Set problem: Give the records as a Markdown table with columns n and Line, one row per line and blank lines omitted, starting with the line that contains "Exercise. Mark the woman in" and going on through the line that contains "pixel 490 345", both included. Include only those lines.

Extracted records:
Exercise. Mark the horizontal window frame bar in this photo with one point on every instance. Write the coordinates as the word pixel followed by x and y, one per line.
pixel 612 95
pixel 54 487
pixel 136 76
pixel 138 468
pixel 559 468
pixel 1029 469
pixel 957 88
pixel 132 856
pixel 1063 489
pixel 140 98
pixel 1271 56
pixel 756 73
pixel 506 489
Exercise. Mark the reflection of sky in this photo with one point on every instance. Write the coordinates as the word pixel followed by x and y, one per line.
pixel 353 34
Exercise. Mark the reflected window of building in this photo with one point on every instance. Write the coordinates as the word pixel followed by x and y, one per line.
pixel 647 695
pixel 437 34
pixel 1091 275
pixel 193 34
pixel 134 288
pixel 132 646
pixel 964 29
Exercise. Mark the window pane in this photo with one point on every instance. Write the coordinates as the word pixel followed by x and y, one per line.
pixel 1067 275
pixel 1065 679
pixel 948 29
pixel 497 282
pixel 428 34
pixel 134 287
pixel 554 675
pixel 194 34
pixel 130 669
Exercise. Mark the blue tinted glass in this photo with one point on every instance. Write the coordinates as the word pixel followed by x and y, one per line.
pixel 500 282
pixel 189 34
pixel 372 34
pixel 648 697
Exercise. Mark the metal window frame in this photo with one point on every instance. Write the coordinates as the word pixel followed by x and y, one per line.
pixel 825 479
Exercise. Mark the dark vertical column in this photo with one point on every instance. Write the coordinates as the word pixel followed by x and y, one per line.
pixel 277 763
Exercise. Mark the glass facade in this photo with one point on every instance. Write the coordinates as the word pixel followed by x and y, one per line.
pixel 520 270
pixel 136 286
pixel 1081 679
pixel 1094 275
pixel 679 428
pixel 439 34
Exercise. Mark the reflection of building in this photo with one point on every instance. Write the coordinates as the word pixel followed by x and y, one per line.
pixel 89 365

---

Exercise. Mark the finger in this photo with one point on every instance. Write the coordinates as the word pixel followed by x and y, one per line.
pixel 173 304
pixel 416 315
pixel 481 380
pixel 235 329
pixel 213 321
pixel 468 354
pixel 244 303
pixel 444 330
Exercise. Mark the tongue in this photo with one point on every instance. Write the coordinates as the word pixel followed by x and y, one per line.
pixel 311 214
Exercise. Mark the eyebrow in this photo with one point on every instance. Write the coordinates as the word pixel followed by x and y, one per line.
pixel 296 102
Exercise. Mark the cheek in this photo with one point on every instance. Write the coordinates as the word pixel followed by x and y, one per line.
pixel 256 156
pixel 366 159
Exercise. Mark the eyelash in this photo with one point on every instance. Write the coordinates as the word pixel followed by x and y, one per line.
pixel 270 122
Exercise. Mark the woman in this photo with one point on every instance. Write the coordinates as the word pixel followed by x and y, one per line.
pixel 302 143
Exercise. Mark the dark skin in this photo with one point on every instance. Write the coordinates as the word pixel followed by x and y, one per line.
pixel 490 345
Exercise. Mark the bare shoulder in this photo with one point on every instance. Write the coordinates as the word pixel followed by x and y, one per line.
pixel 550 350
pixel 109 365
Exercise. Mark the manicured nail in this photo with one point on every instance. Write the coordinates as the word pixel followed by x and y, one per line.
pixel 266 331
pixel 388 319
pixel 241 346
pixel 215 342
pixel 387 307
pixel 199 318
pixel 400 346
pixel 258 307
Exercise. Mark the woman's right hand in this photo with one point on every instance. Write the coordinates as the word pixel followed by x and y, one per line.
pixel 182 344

Solution to this exercise:
| n | Line |
|---|---|
| 1 | Exercise. Mark the woman in this photo with one point on every instance. Write the coordinates as the word pixel followed by x and y, one per line. |
| 2 | pixel 302 143 |
| 3 | Exercise. Mark the dark skin in this photo with one point on every instance. Write the coordinates as the word pixel followed by x and y, one per line. |
| 4 | pixel 490 345 |